Out of the entries that follow, copy each line containing "segment".

▶ [Records provided]
····················

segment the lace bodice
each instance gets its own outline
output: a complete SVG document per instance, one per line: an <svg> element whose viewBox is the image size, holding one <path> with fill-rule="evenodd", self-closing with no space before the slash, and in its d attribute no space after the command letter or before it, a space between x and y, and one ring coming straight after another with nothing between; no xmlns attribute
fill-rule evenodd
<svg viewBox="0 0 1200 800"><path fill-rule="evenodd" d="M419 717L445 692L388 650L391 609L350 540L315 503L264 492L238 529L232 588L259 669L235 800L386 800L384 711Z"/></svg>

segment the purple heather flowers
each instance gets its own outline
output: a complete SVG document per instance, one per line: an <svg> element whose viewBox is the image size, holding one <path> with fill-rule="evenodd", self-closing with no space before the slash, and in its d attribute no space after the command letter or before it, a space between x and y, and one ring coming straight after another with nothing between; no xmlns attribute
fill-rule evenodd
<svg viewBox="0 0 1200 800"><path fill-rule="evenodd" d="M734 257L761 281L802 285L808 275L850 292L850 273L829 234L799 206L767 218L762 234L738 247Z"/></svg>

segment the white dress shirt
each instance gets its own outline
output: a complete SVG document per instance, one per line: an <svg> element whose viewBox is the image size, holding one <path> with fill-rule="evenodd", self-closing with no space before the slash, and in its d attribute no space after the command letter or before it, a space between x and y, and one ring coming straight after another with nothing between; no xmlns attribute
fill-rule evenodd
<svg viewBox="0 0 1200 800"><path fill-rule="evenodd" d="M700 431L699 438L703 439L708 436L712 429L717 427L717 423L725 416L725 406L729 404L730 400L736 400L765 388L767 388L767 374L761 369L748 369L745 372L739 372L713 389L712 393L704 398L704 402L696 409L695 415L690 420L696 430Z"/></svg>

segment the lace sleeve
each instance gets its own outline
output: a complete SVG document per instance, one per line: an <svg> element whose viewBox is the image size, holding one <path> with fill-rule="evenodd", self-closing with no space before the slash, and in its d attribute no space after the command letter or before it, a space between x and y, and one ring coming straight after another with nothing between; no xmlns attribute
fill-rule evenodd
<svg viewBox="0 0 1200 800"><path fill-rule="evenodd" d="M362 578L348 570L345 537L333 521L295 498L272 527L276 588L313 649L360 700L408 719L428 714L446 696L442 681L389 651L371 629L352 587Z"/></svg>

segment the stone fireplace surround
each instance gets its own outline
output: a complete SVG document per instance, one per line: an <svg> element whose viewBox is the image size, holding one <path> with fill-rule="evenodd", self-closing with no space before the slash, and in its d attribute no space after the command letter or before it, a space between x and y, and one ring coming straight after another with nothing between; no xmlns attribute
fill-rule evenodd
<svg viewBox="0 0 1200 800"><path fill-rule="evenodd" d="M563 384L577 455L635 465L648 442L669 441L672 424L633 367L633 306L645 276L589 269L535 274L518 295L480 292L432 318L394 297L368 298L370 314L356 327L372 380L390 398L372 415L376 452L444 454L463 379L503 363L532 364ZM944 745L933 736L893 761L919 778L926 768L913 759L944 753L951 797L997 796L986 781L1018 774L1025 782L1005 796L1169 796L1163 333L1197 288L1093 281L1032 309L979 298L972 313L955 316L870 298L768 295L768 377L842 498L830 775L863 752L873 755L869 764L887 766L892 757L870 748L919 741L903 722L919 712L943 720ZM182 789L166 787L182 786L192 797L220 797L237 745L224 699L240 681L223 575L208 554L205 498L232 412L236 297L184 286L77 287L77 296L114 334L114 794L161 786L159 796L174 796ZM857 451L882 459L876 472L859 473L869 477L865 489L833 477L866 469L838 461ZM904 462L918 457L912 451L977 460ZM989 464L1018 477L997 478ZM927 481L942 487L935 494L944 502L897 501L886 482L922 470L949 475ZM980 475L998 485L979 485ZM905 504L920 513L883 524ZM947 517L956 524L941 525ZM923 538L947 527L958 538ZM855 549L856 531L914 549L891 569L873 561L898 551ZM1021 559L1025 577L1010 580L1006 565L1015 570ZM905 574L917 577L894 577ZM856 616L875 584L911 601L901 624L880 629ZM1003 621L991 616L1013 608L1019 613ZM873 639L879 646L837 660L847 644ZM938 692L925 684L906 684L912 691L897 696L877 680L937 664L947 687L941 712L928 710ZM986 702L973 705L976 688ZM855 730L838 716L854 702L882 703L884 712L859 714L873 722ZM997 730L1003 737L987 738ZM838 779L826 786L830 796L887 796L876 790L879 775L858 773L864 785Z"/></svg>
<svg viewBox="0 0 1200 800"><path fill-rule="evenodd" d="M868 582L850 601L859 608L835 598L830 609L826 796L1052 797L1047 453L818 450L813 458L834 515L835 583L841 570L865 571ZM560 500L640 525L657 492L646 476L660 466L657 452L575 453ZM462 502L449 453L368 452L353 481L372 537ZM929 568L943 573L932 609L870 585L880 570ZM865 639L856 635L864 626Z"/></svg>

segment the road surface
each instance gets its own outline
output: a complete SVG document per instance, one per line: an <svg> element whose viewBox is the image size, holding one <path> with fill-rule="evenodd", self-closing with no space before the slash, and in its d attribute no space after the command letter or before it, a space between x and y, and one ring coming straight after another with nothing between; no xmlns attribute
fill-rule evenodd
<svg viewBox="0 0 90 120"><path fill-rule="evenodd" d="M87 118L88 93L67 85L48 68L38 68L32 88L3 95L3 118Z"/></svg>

····················

▶ [Output for this exercise]
segment the lace bodice
segment the purple heather flowers
segment the white dress shirt
segment the lace sleeve
segment the stone fireplace surround
segment the road surface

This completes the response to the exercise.